**TEXTO CITADO**
|---|

“Lagartixa”: PT está disposto a, sem Lula, jogar para perder?

Por Romulus Maya, Piero Leirner & Patricia Vauquier

  • O PT não vai boicotar a eleição. Não vai abrir mão de reforçar o “13” na TV na campanha de Presidente. Ainda mais quando tem toda essa boa-vontade/ frustração associada à “marca” por causa do martírio de Lula. Revelador da lógica dominante é estrategistas do partido reconhecerem que a expectativa é chegar ao segundo turno com o Plano B para então… perder (!)
  • Acham isso bom o suficiente por garantir, i.e., segundo eles, a primazia do PT nas esquerdas e na futura oposição. Misto de cretinismo parlamentar e politicagem fisiológica, para preservação de gabinetes. O tal “ocupar espaços” na adversidade.
  • Não existe “referendo revogatório” 1 década depois!
  • A não ser que a lógica seja justamente essa: deixar “eles” (?) fazerem toda a maldade e, aí, chegar ao poder na ressaca. Mas, convenientemente, a partir daí apenas podendo fazer “mudança” cosmética, dado o estágio de consolidação da maldade.
  • O PT viraria algo como o PS chileno pós-Pinochet?

*

Do Facebook de Romulus Maya, debate a 6 mãos na seção de comentários:

Romulus Maya

Romulus Maya quem é o step da direita? Marina ainda?

|---|

**TAREFA PROPOSTA**
No texto sobre a estratégia eleitoral do PT, que expectativa os estrategistas do partido reconhecem ter?

**MATERIAL REUNIDO**
|---|

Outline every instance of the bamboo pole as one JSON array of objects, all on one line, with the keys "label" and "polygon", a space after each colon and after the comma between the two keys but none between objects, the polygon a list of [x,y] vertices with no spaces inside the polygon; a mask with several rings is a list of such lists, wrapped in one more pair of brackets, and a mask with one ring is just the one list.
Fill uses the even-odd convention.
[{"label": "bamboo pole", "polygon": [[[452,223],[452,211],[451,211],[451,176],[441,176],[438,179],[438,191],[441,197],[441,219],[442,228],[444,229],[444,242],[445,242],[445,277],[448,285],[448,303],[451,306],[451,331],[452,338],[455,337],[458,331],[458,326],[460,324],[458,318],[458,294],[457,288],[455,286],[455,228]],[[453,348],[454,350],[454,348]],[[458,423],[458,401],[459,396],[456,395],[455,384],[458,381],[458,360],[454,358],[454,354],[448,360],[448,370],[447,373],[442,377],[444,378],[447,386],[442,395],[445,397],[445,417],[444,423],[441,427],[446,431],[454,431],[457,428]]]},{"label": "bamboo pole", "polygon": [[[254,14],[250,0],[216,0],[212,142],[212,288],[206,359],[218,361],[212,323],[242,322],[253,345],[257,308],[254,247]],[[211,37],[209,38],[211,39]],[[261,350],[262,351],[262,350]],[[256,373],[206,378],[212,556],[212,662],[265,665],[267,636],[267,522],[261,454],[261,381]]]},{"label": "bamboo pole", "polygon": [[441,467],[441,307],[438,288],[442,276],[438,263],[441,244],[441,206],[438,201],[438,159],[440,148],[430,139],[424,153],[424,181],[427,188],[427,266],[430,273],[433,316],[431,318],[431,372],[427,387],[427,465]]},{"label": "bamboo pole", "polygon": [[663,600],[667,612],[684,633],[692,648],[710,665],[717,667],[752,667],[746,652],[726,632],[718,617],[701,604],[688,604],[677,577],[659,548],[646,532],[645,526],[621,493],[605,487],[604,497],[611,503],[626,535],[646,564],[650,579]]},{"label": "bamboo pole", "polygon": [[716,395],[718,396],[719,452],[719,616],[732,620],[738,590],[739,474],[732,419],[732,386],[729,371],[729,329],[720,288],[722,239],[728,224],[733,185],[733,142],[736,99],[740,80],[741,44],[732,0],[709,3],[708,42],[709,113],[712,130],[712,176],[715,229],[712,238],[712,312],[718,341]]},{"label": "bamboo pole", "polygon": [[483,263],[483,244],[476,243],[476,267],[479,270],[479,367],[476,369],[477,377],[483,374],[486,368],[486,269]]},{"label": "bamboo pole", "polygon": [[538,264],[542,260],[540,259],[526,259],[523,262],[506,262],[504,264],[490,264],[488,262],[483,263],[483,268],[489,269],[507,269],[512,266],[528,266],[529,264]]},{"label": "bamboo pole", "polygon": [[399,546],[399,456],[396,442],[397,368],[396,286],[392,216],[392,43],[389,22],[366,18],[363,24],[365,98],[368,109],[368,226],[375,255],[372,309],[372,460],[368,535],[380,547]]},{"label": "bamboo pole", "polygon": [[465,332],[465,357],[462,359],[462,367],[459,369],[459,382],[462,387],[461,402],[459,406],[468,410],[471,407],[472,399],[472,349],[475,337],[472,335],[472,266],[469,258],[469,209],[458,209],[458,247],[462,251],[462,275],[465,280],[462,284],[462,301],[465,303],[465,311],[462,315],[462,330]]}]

|---|

**A SOLUÇÃO**
Chegar ao segundo turno com o Plano B para, então, perder.